[Instructions for the task]: Transcribe the records exactly from the line with "Query: white ceiling" to the end, both included.

[Data in this exercise]:
===============

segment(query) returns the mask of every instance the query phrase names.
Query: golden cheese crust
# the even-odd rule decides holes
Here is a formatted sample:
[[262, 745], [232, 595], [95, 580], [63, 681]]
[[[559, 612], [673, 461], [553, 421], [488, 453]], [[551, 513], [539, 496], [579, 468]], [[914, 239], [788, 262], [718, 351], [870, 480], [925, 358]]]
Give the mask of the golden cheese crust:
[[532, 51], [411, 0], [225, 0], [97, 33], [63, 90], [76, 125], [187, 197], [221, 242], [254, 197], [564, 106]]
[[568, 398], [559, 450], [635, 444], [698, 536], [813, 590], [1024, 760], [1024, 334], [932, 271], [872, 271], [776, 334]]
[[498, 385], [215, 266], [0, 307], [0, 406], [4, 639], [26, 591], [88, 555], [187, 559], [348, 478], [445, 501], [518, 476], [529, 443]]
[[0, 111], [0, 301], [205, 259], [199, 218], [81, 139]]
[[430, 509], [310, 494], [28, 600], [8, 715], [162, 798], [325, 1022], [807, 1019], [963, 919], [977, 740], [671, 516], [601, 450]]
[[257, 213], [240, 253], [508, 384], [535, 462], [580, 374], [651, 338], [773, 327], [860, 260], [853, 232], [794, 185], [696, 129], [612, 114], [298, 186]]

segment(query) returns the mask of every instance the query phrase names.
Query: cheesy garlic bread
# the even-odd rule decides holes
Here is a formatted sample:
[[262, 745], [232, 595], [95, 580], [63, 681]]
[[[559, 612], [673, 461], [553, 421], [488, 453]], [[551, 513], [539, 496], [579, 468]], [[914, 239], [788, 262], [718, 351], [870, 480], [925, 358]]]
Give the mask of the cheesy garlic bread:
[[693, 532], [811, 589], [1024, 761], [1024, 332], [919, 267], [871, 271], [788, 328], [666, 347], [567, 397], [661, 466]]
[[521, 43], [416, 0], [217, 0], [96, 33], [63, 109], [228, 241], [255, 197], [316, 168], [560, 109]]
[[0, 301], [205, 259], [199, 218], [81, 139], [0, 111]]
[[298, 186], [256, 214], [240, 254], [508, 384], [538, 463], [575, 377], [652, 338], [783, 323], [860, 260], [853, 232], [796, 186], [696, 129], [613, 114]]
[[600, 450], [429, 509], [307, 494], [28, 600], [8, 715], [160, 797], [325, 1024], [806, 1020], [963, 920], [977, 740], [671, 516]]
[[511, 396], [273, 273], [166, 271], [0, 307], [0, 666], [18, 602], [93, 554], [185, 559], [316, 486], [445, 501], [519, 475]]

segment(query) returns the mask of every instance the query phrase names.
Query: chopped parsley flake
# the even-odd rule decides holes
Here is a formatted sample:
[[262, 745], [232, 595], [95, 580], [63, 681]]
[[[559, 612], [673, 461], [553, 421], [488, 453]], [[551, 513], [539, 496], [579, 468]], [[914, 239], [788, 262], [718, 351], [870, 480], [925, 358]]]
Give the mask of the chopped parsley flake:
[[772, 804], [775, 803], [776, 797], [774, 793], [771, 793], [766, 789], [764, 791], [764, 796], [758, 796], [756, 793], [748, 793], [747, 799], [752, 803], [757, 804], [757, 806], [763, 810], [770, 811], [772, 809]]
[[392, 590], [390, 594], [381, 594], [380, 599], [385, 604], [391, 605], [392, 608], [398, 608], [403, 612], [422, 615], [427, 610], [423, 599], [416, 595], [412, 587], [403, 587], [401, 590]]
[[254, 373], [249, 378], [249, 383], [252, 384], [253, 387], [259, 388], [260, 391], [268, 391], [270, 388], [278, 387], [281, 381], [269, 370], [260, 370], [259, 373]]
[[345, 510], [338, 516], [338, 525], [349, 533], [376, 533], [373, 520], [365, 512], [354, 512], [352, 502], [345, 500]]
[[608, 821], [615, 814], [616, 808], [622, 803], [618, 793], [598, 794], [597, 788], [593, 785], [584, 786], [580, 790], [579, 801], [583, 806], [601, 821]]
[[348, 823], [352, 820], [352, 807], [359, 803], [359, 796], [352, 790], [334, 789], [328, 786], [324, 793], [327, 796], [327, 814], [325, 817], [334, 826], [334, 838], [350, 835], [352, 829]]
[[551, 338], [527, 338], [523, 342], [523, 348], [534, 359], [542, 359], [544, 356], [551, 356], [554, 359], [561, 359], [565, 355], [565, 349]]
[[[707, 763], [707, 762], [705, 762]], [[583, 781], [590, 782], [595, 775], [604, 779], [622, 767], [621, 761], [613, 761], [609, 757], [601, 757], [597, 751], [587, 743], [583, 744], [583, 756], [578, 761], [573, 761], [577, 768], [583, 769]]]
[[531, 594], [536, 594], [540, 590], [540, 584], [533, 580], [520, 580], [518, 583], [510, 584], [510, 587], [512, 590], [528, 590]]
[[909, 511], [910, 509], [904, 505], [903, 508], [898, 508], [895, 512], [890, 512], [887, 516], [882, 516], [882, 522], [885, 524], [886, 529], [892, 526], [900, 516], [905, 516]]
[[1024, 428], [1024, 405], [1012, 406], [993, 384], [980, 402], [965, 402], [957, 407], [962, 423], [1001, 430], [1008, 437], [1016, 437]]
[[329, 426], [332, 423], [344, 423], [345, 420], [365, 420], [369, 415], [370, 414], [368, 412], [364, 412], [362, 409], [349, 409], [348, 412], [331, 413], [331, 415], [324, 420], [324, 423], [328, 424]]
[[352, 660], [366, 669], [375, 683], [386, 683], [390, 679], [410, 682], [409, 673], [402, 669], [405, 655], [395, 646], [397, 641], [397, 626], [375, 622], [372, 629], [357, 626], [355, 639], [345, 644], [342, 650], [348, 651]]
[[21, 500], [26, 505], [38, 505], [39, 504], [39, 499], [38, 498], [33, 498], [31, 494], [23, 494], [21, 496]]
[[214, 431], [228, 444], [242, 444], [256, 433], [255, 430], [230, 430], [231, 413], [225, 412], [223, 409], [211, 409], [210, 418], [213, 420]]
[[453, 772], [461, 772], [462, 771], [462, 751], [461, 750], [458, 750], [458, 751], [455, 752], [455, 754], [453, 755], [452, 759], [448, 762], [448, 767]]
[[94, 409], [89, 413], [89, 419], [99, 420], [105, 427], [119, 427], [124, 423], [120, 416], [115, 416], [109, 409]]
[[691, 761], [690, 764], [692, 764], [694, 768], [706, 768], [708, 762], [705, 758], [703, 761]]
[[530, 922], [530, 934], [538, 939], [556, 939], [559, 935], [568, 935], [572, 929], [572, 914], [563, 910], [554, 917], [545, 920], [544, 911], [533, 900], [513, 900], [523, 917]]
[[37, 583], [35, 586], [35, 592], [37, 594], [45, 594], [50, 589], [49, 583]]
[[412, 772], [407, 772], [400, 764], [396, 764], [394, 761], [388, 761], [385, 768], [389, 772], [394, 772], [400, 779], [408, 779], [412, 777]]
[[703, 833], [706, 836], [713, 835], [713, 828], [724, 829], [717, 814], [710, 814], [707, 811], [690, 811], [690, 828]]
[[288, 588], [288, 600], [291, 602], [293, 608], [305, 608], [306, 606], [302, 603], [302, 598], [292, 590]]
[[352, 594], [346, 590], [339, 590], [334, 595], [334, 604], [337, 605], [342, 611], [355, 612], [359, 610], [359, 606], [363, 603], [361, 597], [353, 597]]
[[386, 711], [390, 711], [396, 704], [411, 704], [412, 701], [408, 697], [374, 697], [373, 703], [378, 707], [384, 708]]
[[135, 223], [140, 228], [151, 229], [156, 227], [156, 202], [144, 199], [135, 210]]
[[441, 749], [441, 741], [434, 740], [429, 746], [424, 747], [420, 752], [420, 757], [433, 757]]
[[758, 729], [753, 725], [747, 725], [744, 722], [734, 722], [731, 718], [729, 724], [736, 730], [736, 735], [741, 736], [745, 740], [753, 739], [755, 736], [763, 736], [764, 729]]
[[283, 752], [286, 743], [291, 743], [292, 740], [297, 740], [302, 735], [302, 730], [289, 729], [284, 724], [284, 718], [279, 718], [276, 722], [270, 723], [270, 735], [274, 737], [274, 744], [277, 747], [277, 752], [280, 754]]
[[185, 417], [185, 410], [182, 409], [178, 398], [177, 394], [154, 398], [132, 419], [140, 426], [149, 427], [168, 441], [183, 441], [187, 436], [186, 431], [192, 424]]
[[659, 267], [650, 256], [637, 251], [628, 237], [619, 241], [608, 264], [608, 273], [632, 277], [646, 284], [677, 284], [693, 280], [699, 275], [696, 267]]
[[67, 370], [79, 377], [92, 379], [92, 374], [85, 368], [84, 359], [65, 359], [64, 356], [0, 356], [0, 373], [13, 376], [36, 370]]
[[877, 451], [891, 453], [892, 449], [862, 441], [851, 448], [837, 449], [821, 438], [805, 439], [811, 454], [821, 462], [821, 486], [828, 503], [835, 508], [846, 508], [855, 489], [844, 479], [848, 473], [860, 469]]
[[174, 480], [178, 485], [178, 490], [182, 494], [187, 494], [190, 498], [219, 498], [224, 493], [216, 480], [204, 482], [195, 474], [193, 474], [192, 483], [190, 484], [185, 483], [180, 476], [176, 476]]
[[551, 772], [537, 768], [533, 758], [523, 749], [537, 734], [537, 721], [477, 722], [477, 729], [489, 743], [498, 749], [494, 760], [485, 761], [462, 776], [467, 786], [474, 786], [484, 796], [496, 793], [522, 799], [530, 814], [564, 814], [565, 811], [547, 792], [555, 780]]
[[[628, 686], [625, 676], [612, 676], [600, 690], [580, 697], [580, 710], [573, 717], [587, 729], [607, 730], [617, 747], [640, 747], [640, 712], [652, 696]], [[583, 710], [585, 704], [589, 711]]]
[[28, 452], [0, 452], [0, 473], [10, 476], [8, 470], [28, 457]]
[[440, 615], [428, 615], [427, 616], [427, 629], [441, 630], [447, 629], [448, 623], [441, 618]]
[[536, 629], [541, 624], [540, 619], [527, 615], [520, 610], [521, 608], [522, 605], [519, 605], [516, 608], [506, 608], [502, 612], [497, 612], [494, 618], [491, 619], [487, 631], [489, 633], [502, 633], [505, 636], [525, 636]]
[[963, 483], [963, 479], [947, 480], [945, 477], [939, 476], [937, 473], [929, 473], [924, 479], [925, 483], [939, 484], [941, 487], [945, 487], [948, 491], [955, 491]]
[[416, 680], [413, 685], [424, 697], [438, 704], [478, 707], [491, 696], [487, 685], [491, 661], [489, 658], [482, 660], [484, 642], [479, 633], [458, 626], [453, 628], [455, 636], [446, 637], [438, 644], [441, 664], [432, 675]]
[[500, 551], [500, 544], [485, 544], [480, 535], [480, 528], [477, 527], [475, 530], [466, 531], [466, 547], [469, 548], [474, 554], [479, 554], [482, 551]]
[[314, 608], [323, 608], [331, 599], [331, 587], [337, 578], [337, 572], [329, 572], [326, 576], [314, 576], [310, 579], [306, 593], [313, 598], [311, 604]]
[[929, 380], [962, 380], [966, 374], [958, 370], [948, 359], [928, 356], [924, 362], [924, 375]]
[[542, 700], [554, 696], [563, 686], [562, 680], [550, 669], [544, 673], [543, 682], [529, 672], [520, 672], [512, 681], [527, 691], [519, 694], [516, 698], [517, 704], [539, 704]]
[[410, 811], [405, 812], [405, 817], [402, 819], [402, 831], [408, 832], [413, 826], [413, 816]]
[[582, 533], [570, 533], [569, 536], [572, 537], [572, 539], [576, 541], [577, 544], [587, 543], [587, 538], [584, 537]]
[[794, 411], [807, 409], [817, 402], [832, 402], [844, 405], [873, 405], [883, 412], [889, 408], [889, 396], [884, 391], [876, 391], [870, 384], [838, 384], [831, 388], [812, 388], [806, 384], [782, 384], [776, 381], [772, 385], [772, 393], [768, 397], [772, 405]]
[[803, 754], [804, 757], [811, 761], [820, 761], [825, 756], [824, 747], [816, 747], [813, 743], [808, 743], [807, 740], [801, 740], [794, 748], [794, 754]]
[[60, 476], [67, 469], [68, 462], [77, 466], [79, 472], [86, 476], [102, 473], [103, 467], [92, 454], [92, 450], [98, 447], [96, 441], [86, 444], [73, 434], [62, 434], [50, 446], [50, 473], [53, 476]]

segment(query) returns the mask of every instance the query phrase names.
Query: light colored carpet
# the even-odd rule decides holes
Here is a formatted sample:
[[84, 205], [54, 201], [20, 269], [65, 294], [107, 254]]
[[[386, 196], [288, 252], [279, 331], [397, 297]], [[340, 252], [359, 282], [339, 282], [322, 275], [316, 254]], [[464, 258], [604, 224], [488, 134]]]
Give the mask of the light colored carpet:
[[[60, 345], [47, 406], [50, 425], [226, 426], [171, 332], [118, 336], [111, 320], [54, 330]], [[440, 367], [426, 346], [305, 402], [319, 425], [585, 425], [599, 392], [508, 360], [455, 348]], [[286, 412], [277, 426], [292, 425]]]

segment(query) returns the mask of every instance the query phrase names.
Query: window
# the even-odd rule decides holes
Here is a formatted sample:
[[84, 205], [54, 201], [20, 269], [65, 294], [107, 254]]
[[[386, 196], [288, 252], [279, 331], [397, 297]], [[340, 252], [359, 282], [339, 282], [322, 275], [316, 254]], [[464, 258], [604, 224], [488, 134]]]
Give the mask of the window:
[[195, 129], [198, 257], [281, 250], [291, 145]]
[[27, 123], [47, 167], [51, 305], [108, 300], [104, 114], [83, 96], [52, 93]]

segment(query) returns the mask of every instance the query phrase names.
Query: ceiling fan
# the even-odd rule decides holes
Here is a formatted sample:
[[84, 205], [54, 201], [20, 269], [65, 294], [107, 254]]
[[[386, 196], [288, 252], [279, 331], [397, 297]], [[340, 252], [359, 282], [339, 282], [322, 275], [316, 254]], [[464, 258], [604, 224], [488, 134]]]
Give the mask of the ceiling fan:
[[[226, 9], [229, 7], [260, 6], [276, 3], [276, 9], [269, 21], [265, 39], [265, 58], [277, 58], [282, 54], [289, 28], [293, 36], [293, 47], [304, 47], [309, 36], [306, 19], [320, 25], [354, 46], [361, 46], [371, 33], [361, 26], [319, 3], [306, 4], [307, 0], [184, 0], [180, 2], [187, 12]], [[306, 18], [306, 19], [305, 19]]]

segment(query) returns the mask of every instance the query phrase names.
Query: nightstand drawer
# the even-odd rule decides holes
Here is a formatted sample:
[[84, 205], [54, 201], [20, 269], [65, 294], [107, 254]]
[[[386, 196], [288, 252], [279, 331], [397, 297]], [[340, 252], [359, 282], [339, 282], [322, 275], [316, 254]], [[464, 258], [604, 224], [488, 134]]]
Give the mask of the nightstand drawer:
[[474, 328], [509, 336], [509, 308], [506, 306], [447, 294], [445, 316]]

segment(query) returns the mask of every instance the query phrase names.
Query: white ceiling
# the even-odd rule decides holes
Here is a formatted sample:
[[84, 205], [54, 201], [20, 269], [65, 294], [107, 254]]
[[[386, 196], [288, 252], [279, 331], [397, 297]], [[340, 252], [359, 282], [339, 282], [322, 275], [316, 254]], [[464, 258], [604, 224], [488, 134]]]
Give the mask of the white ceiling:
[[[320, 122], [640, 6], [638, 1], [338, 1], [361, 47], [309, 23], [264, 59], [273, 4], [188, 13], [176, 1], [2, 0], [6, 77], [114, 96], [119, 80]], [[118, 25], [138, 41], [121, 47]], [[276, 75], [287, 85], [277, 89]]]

===============

[Answer to the exercise]:
Query: white ceiling
# the even-odd rule decides holes
Here is a formatted sample:
[[84, 205], [54, 201], [20, 269], [65, 294], [107, 254]]
[[[386, 196], [288, 252], [279, 331], [397, 297]], [[340, 252], [359, 282], [339, 282], [322, 275], [316, 254]], [[464, 258], [604, 224], [488, 134]]]
Give the mask of the white ceiling:
[[[320, 122], [640, 6], [638, 1], [338, 1], [361, 47], [309, 23], [264, 59], [273, 4], [188, 13], [176, 1], [2, 0], [6, 77], [114, 96], [119, 80]], [[118, 25], [138, 41], [121, 47]], [[276, 75], [287, 85], [277, 89]]]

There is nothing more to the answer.